Comparing the DNA of great apes to treat incurable human illnesses

Among Barcelona’s biomedical cluster, a project is comparing the genomes of great apes in order to identify the common structures and differences with human DNA. The aim of the project is to use genomic science to find a cure for human illnesses.

CNA / Aleix Moldes

March 22, 2011 10:06 PM

Barcelona (ACN).- The DNA sequencing of great apes by Catalan researcher Tomàs Marquès is taking place at Barcelona’s Biomedical Research Park. A large percentage of human, chimpanzee, gorilla and orangutan DNA is similar. The four species come from the same ancestor. However, their evolution paths diverged at some point in history. It is now precisely those differences that can help to find a cure for human illnesses deemed incurable. Marquès is leading the project. He works at the Department of Evolutionary Biology at CEXS. The project is funded by the European Union with 2 million euros provided by the programme ‘Starting Grant’. It has enabled Marquès to form a team of 6 people, working for 4 years on the ‘Primate CMV’ project.

_REQUIREMENT A_. According to the article on great ape DNA research, how much funding does the European Union provide for the project?
_REQUIREMENT B_. Continue the article on great ape DNA research from its final sentence.

_STUDY MATERIAL_.
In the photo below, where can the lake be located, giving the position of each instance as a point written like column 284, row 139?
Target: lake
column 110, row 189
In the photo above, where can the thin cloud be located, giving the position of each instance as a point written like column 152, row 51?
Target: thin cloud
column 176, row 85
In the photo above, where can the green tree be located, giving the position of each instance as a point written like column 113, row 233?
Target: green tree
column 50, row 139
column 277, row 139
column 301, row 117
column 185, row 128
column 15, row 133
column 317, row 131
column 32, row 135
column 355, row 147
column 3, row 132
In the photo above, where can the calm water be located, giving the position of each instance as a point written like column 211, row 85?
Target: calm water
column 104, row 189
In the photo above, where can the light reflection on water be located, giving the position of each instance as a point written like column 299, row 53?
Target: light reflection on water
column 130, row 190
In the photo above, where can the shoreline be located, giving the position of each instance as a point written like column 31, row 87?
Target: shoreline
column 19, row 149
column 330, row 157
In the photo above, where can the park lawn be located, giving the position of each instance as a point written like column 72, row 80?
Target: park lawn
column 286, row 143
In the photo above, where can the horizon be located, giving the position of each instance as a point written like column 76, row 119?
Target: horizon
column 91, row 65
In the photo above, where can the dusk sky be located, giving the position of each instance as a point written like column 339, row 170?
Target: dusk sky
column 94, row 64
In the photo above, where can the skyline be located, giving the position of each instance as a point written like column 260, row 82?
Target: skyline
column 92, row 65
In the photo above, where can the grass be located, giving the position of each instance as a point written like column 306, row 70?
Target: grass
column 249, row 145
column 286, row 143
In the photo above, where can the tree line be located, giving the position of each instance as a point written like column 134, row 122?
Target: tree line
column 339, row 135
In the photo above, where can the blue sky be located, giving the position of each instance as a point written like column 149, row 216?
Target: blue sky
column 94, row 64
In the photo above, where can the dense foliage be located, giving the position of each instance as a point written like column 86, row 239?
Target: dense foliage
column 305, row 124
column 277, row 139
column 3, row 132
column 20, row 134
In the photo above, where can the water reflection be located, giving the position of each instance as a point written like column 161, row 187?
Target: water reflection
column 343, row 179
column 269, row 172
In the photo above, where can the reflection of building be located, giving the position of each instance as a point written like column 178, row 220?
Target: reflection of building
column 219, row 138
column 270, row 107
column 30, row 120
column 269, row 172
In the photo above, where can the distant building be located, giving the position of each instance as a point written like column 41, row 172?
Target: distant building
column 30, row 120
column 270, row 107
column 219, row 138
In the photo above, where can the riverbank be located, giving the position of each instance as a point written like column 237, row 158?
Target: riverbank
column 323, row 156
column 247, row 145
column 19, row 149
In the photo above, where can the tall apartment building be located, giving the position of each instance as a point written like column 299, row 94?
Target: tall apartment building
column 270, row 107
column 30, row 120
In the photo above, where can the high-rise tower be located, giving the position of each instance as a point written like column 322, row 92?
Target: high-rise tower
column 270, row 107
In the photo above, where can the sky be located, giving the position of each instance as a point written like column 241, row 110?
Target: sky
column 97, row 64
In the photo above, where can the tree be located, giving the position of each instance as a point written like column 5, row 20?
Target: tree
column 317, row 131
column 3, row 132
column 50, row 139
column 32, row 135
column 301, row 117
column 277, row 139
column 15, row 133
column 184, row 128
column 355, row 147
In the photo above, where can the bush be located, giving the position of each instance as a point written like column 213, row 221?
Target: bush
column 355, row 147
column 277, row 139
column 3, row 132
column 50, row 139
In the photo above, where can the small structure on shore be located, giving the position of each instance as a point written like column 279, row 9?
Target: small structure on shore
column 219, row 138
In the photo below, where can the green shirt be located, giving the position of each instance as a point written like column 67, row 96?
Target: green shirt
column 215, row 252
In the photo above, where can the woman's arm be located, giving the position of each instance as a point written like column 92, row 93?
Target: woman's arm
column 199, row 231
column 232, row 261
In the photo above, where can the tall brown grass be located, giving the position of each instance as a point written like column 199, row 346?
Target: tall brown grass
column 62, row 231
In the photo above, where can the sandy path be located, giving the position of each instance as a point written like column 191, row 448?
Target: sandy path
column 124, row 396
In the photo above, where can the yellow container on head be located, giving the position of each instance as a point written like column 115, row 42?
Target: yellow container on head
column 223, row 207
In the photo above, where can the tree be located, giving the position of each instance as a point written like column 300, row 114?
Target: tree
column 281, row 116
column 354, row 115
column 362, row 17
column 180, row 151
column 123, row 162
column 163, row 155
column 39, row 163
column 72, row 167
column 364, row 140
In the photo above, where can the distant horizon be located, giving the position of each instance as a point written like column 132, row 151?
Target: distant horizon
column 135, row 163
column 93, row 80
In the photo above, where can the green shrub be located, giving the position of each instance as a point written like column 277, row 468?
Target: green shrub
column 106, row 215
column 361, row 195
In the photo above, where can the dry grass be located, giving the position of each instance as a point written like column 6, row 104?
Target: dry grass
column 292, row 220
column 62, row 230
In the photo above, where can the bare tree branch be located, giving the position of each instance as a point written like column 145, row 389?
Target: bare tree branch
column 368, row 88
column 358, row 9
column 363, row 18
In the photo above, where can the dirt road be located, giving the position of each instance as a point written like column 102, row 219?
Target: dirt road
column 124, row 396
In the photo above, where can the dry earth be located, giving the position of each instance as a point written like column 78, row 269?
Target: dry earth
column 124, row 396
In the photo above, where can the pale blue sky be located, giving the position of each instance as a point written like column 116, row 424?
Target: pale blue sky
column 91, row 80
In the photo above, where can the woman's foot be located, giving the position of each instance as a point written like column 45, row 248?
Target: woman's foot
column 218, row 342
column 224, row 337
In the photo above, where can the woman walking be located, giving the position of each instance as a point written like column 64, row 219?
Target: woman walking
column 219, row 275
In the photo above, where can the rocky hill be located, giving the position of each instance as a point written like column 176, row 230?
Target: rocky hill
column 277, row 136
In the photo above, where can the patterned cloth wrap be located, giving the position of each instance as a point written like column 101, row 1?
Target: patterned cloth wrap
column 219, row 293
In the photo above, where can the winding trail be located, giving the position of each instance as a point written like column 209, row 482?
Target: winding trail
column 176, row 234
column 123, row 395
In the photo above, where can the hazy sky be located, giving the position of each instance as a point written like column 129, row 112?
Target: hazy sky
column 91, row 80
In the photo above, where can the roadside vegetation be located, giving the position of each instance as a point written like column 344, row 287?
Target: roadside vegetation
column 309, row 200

_WRITTEN REPLY A_. 2 million euros

_WRITTEN REPLY B_.
The Starting Grant, from the European Research Council, is a “unique opportunity” for a young researcher, as nowhere in Catalonia nor in the rest of Spain is there “anything comparable” to encourage scientific research on an ambitious project, explains Marquès. His project has a four-year time frame, and in that period the team he leads will have to analyse between 20 and 30 individuals from each of the 4 species (humans, chimps, gorillas, and orangutans). “If we want to understand the human genome’s global architecture we have to understand those of chimpanzees and the other great apes”, Marquès told CNA. “We, human beings, think we are superior” but “having such a flexible genome has a cost: multiple illnesses we cannot solve because we do not know their causes”, says Marquès. Alzheimer’s is one of those with an unknown origin and with no cure. An extensive understanding of our genome could help find a cure.

The young Catalan researcher’s project consists of comparisons between the DNA chains of  the great apes “to understand what human beings were like 6, 8 or 14 million years ago” and to understand how “the genome’s architecture” evolved. “We are not as similar as we thought”, concludes Marquès, when he talks about comparing the four different species. For instance, “there is a difference of between 10% and 15% in humans and chimpanzees”. Previous genetic studies comparing both species had set the differences at only 1%, without taking into account the parts “that cannot be compared”.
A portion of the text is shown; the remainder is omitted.